***** SUPPLIED TEXT

Lord, Your Word is oftentimes complex, oftentimes challenging. It stretches us and demands our attention and our reflection and our thought. And as we come to one such portion of Scripture tonight, we pray for the ministry of the Holy Spirit who inspired it to illuminate our understanding that we may behold great and rich truth for the encouragement and comfort of our hearts that we may be enabled by Your Word to live more for Your glory than we do already. For we ask it in Jesus’ name, amen.

 

Revelation chapter 11 at the first verse. This is the Word of Almighty God:

 

“Then I was given a measuring rod like a staff, and I was told, ‘Rise and measure the temple of God and the altar and those who worship there but do not measure the court outside the temple; leave that out, for it is given over to the nations, and they will trample the holy city for forty-two months. And I will grant authority to my two witnesses, and they will prophesy for 1,260 days, clothed in sackcloth.’

 

These are the two olive trees and the two lampstands that stand before the Lord of the earth. And if anyone would harm them, fire pours from their mouth and consumes their foes. If anyone would harm them, this is how he is doomed to be killed. They have the power to shut the sky, that no rain may fall during the days of their prophesying, and they have power over the waters to turn them into blood and to strike the earth with every kind of plague, as often as they desire. And when they have finished their testimony, the beast that rises from the bottomless pit will make war on them and conquer them and kill them, and their dead bodies will lie in the street of the great city that symbolically is called Sodom and Egypt, where their Lord was crucified. For three and a half days some from the peoples and tribes and languages and nations will gaze at their dead bodies and refuse to let them be placed in a tomb, and those who dwell on the earth will rejoice over them and make merry and exchange presents, because these two prophets had been a torment to those who dwell on the earth. But after the three and a half days, a breath of life from God entered them, and they stood upon their feet, and great fear fell on those who saw them. Then they heard a loud voice from heaven saying to them, ‘Come up here!’ And they went up to heaven in a cloud, and their enemies watched them. And at that hour there was a great earthquake, and a tenth of the city fell. Seven thousand people were killed in the earthquake, and the rest were terrified and gave glory to the God of heaven.

**********
***** RECORDED DATA

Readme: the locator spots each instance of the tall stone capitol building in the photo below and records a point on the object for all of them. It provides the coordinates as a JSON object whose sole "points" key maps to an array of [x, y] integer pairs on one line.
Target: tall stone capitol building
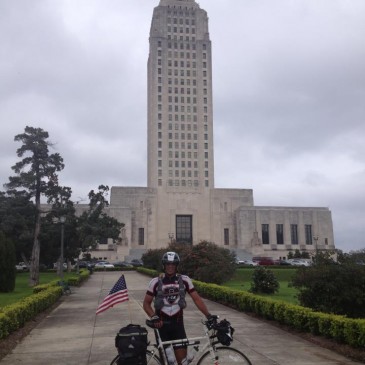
{"points": [[180, 202]]}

**********

▶ _EXERCISE GOAL_:
Transcribe the sermon text word for word, starting with "Lord, Your Word" and going on through "Jesus’ name, amen.". This data has no connection to the sermon text.

▶ _RESPONSE BELOW_:
Lord, Your Word is oftentimes complex, oftentimes challenging. It stretches us and demands our attention and our reflection and our thought. And as we come to one such portion of Scripture tonight, we pray for the ministry of the Holy Spirit who inspired it to illuminate our understanding that we may behold great and rich truth for the encouragement and comfort of our hearts that we may be enabled by Your Word to live more for Your glory than we do already. For we ask it in Jesus’ name, amen.